▶ **Document passage**:
■ ■ ■ ■
# 208V vs. 277V in Commercial and Office Buildings



## grosshennig (Apr 22, 2010)

I know that 208V is used in small commercial or office buildings where 120V is used for lighting and power outlets (office equipment).
277V I guess is for motors and maybe lighting as well. (large commercial buildings)

I would like to find out how the typical (electrical) entrance to the building looks like.
(for office buildings, small commercial buildings, typical buildings from Walmart or Target, and others)
Which buildings have 277V vs. buildings with 208V? What is the allocation? Any guesses?

Are there any web sites with this kind of info?
Maybe books or other literature?

I appreciate any help,

Joe


----------



## Bob Badger (Apr 19, 2009)

We use many 'low' voltage systems in the US.

120/240 

208Y/120

240 

480Y/277 

480 

Sometimes

600Y/347

The reasons range from what the unitility is willing to supply, how much power is needed, how far we have to run the power, what voltage the equipment is available in etc.


----------



## Southeast Power (Jan 18, 2009)

I would suggest the NEC handbook. You might be able to get an older copy for a very reasonable price. Not much has changed in the way of utilization voltages here for a very long time.


----------



## John (Jan 22, 2007)

Bob you forgot about 4160 VAC. :icon_wink:

Like Bob said:

The most common ones are:

120/240 single phase for residential

208Y/120 three phase for commercial 

480Y/277 three phase for Big Box stores and industrial


----------



## John (Jan 22, 2007)

jrannis said:


> Not much has changed in the way of utilization voltages here for a very long time.


 Delta sevices are slowly going away because of the dangers associated with them and the FNG's not understanding them.


----------



## Bob Badger (Apr 19, 2009)

John said:


> Delta sevices are slowly going away because of the dangers associated with them and the *FNG's not understanding them.*


:laughing:

I have very little hands on experiance with either grounded or ungrounded delta.

480Y/277 and 208Y/120 is almost all I work on.

In my area 480Y/277 services are used very often in buildings you might not expect. A good example would be a strip mall, a small space would end up with a 100 amp 480 volt feeder from the main service.


----------



## Bob Badger (Apr 19, 2009)

John said:


> Bob you forgot about 4160 VAC. :icon_wink:


Not forgotten, .... excluded.


----------



## John (Jan 22, 2007)

Bob Badger said:


> Not forgotten, .... excluded.


You need to flood them with information ....it's fun to watch their head spin.


----------



## John Valdes (May 17, 2007)

John said:


> Bob you forgot about 4160 VAC. :icon_wink:


Why bring medium voltage into the mix here. It does not apply in his circumstance. To be quite frank it rarely applies to most all the work we do.



John said:


> You need to flood them with information ....it's fun to watch their head spin.


I would rather see them safe than their head spinning. :whistling2:


----------



## Skipp (May 23, 2010)

John Valdes said:


> Why bring medium voltage into the mix here. It does not apply in his circumstance. To be quite frank it rarely applies to most all the work we do. :whistling2:


 That's what I was just thinking. If we include 4160, why not mention 7200/12,470 - 4800/8320 - 7620/13,200 systems too?
■ ■ ■ ■
[Entries on locating named things]
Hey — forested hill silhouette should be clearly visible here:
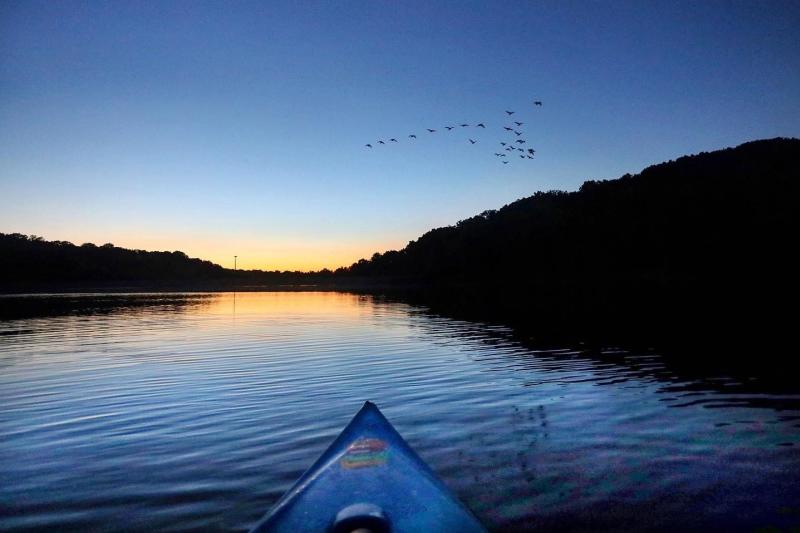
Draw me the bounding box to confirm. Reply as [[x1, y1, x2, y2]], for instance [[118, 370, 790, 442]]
[[0, 233, 330, 292], [337, 139, 800, 344], [344, 138, 800, 284], [0, 237, 225, 283]]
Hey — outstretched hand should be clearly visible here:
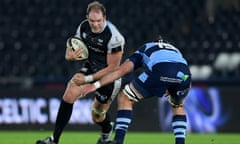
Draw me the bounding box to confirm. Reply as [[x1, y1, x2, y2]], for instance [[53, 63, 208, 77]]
[[82, 84, 96, 96]]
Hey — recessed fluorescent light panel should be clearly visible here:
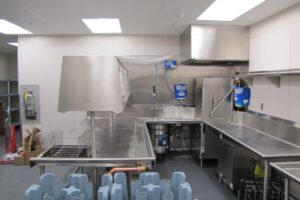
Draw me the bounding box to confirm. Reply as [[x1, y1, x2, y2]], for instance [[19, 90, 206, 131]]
[[8, 42, 19, 47], [0, 19, 32, 35], [82, 18, 122, 33], [197, 0, 265, 21]]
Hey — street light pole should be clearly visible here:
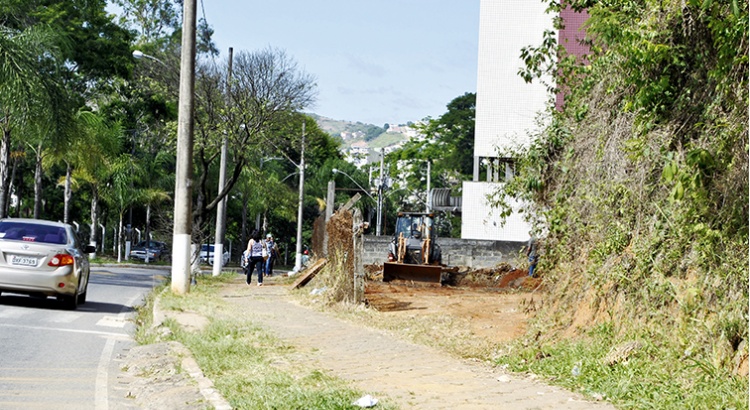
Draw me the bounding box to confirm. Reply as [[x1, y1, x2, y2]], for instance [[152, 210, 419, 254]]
■ ■ ■ ■
▶ **Tasks to complete**:
**A)** Answer these questions using the forum thread on 208V versus 277V.
(i) Which three-phase system does the thread name for Big Box stores and industrial use?
(ii) Which handbook is recommended as a source?
(iii) In the strip mall example, what feeder would a small space end up with?
**B)** Pick up the forum thread on 208V versus 277V after its last post and continue writing it.

▶ **Answers for the tasks**:
**A)**
(i) 480Y/277 three phase.
(ii) The NEC handbook.
(iii) A 100 amp 480 volt feeder from the main service.

**B)**
To answer the OP question about 277 volt application. It is only used in lighting as far as I know. I never seen a 277 volt single phase motor. Maybe I'm wrong, I just never seen a use for 277 besides lighting.


----------



## frenchelectrican (Mar 15, 2007)

Skipp said:


> That's what I was just thinking. If we include 4160, why not mention 7200/12,470 - 4800/8320 - 7620/13,200 systems too?
> 
> To answer the OP question about 277 volt application. It is only used in lighting as far as I know. I never seen a 277 volt single phase motor. Maybe I'm wrong, I just never seen a use for 277 besides lighting.


 
Skipp.,

I have see couple 277 volts motours but not very common but the last time I have see it was used on triphase 480 volt heater unit

to OP 

The 277 volts is most common used for lighting circuit in USA side on larger commercal and industrial building { yeah there are other voltage as well }

The smaller commercal building will use 120 volt lighting circuits

All it depending on the power compaine supply with the load in there.


Merci.
Marc


----------



## John (Jan 22, 2007)

John Valdes said:


> Why bring medium voltage into the mix here. It does not apply in his circumstance. To be quite frank it rarely applies to most all the work we do.
> 
> 
> 
> I would rather see them safe than their head spinning. :whistling2:


John ...lighten up a little.
And you cannot tell us with a straight face that you have never sent a new guy out looking for a wire stretcher or a conduit straighter.:jester:

Read the Entire thread the next time.......see post #4:thumbsup:


----------



## Bob Badger (Apr 19, 2009)

Skipp said:


> To answer the OP question about 277 volt application. It is only used in lighting as far as I know. I never seen a 277 volt single phase motor. Maybe I'm wrong, I just never seen a use for 277 besides lighting.


Things I wire that are 277.


Lights, far and away the most common. (As you said)

Electric Heaters of many types.

Heat trace.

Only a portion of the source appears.